§ **PROBLEM TO SOLVE**
Show each line of the data below that has the string "cross" in it.

···

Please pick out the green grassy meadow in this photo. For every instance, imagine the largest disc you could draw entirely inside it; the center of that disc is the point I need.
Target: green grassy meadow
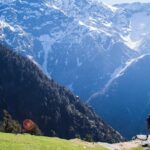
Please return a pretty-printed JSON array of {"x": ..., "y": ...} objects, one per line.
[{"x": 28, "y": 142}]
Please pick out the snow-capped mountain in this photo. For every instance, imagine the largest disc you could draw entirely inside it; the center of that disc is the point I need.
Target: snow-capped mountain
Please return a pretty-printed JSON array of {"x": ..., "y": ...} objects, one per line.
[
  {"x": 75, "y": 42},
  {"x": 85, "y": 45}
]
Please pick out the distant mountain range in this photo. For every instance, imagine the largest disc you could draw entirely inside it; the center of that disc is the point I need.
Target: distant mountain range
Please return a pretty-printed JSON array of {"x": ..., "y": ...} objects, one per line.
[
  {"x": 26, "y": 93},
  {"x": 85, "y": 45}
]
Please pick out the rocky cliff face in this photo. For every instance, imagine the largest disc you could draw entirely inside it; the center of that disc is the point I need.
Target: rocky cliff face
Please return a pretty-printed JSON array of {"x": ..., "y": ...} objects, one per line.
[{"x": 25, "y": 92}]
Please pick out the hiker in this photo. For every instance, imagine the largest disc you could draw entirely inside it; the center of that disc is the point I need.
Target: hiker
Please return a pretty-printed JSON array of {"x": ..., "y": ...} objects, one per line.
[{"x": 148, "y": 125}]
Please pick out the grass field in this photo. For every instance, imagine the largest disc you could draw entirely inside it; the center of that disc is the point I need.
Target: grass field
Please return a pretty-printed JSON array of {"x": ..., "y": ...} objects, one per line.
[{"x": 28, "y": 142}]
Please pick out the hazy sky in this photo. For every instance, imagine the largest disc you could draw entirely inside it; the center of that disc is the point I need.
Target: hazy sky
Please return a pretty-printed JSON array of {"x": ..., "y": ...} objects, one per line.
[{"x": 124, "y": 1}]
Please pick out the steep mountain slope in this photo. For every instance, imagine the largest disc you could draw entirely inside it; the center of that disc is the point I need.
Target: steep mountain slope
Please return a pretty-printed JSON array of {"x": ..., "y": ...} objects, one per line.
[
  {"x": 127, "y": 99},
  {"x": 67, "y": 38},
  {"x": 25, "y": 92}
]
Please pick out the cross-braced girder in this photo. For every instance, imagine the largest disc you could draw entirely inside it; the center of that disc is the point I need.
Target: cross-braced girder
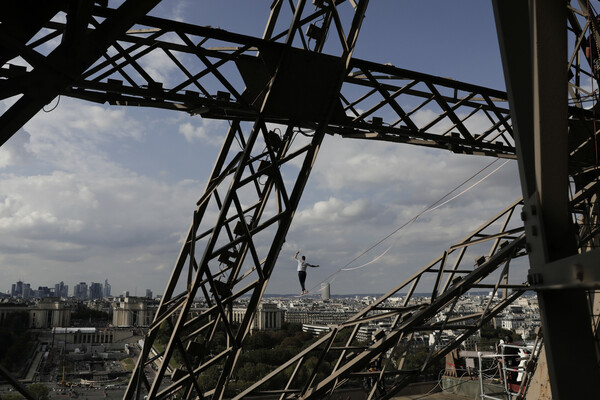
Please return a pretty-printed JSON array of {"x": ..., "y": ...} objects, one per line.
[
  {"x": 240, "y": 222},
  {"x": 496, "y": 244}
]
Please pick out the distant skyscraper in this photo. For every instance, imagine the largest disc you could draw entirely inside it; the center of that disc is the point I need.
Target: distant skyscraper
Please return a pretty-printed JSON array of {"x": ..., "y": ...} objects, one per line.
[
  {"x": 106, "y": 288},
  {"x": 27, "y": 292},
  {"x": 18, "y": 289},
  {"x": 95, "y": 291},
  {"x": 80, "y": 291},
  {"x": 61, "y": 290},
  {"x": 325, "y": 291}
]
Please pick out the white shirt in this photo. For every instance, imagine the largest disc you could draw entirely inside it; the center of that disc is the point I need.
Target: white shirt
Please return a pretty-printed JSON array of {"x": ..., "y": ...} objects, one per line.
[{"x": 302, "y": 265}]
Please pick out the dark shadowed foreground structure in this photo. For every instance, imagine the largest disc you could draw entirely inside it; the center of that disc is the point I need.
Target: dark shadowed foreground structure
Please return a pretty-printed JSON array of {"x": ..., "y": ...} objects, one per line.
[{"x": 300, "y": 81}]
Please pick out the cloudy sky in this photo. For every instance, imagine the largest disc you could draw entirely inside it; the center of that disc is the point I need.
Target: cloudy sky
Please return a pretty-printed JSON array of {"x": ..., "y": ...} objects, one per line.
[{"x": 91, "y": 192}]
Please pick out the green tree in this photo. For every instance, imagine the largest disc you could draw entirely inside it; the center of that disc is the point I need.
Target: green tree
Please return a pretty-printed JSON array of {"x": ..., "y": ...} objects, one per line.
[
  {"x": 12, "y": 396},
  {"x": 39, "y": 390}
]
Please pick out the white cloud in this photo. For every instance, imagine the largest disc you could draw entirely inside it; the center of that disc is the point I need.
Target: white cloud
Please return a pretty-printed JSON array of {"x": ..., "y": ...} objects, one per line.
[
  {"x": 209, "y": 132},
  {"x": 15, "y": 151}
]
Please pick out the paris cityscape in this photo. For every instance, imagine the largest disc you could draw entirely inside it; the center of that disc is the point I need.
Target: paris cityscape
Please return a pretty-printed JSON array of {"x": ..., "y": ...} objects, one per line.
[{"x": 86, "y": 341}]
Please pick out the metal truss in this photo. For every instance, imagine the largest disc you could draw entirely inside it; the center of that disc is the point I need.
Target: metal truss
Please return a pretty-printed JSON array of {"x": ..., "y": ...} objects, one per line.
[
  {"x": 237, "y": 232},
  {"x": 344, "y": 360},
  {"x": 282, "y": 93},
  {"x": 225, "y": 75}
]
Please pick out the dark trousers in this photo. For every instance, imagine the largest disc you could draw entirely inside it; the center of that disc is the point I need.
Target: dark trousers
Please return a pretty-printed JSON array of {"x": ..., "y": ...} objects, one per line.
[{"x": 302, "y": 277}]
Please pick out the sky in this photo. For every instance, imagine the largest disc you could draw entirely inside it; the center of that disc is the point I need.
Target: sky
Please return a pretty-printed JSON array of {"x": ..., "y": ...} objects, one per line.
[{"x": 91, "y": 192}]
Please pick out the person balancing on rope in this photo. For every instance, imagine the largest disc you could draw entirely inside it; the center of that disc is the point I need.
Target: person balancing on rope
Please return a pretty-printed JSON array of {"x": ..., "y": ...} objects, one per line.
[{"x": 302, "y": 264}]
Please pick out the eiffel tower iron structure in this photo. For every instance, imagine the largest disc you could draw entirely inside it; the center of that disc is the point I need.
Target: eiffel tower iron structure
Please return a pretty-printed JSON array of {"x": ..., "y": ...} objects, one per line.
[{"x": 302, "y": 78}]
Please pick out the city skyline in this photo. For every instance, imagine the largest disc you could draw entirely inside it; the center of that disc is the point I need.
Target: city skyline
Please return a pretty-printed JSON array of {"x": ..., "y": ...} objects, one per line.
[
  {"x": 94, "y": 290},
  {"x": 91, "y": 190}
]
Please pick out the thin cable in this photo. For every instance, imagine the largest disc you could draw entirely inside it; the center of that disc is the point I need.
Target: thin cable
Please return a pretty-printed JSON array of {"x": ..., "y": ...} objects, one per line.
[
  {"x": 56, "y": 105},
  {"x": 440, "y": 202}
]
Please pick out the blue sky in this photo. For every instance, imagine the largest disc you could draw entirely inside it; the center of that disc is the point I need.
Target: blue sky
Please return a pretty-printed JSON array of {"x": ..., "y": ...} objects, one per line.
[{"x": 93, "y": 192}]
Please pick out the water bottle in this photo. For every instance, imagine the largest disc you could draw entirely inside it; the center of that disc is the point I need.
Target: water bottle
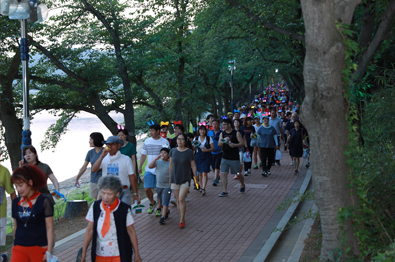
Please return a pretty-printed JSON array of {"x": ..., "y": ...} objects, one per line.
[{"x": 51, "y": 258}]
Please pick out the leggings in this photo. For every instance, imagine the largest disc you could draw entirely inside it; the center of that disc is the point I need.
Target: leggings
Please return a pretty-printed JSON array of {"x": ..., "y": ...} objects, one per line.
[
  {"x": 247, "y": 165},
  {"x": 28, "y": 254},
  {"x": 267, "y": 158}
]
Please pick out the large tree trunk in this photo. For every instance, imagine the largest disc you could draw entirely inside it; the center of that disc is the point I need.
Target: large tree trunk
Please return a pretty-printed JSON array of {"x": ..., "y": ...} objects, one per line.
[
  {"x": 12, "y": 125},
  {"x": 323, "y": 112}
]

···

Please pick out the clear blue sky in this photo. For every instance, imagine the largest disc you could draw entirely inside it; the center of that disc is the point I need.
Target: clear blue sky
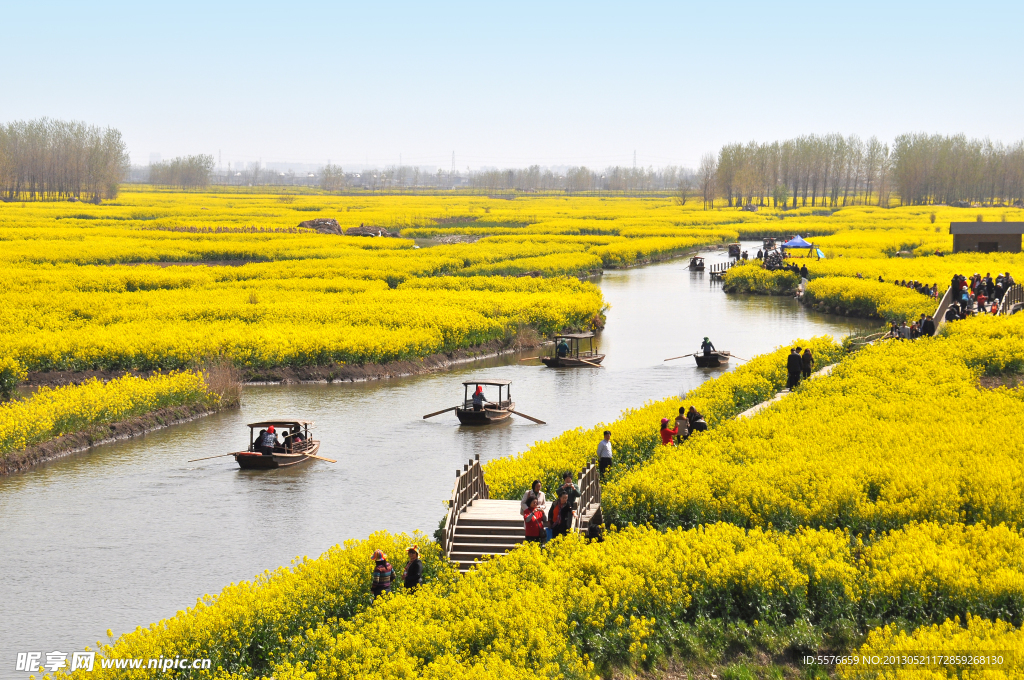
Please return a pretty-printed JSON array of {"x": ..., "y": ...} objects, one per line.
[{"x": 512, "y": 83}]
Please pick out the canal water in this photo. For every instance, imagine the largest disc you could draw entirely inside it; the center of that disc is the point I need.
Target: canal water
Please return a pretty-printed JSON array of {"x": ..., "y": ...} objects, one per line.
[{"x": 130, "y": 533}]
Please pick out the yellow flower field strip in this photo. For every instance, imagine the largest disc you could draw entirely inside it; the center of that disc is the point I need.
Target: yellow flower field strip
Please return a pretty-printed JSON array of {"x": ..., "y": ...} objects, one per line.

···

§ **SOLVED EXERCISE**
Please pick out the cross-braced girder in this photo. For every instance, imagine the largest disc you could draw entirely inside it; the center of that disc is the point I need.
Target: cross-braced girder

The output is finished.